STATED EXERCISE 1: Duplicate the part of the forum post on a field's degrees of freedom starting at "I will include" and ending at "coordiates q_1,q_2 ...".

DOCUMENT:
What does it mean to say a field has " an infinite degrees of
freedom"?
I will include a small passage from A.O. Barut's " Electrodynamics
and classical theory of fields and particles" to start.
" The infinite number of degrees of fredom of the field must be
described by continuous indices. Instead of the coordiates q_1,q_2 ...
,the dynamicalvariables of the field will be a set of functions
\psi^a(X,t), a=1,.....N where (X,t) are now parameter which,together
with a,label the degrees of freedom of the system."

STATED EXERCISE 2: From the entries below, pick out and copy each line that contains the string "list".

[Excerpts from point annotation data]
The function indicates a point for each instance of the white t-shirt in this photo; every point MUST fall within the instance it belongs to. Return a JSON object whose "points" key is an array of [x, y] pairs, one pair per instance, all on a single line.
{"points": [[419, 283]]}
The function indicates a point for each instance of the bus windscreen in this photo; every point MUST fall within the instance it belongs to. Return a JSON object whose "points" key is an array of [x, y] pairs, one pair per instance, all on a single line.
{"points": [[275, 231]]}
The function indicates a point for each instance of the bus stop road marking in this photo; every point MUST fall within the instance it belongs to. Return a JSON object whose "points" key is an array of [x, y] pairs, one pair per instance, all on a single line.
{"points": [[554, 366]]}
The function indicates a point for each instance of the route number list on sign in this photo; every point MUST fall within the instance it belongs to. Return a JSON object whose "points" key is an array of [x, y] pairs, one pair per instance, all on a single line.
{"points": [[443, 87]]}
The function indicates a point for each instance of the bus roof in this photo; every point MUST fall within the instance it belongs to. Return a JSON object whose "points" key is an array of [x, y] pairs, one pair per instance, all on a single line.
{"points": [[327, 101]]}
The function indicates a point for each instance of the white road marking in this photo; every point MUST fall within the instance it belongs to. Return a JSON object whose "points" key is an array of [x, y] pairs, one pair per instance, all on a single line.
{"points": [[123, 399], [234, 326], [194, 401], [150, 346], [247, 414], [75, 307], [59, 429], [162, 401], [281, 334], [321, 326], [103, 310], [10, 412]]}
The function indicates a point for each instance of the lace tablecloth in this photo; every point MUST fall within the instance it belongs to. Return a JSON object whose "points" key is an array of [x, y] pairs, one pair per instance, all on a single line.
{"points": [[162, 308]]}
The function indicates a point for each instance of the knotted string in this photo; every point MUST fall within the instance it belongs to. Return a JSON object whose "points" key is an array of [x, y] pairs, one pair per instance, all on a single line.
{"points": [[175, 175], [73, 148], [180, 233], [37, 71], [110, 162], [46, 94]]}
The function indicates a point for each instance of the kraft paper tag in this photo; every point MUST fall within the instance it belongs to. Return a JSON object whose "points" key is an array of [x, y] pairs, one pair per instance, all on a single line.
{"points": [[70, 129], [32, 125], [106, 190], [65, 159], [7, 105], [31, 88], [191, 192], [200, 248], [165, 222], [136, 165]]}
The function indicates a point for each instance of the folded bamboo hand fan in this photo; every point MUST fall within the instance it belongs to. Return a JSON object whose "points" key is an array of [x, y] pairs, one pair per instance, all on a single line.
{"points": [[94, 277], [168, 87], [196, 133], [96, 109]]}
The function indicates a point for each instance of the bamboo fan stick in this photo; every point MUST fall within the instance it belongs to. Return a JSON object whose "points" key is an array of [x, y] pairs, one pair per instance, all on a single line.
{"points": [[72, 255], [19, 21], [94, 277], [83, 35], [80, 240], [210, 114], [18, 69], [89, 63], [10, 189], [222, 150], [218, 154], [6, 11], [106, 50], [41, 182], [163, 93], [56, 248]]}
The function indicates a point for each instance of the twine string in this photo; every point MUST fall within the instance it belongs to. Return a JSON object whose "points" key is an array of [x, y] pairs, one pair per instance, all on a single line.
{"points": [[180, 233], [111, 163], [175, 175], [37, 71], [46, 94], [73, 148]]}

WRITTEN REPLY 1:
I will include a small passage from A.O. Barut's " Electrodynamics
and classical theory of fields and particles" to start.
" The infinite number of degrees of fredom of the field must be
described by continuous indices. Instead of the coordiates q_1,q_2 ...

WRITTEN REPLY 2:
The function indicates a point for each instance of the route number list on sign in this photo; every point MUST fall within the instance it belongs to. Return a JSON object whose "points" key is an array of [x, y] pairs, one pair per instance, all on a single line.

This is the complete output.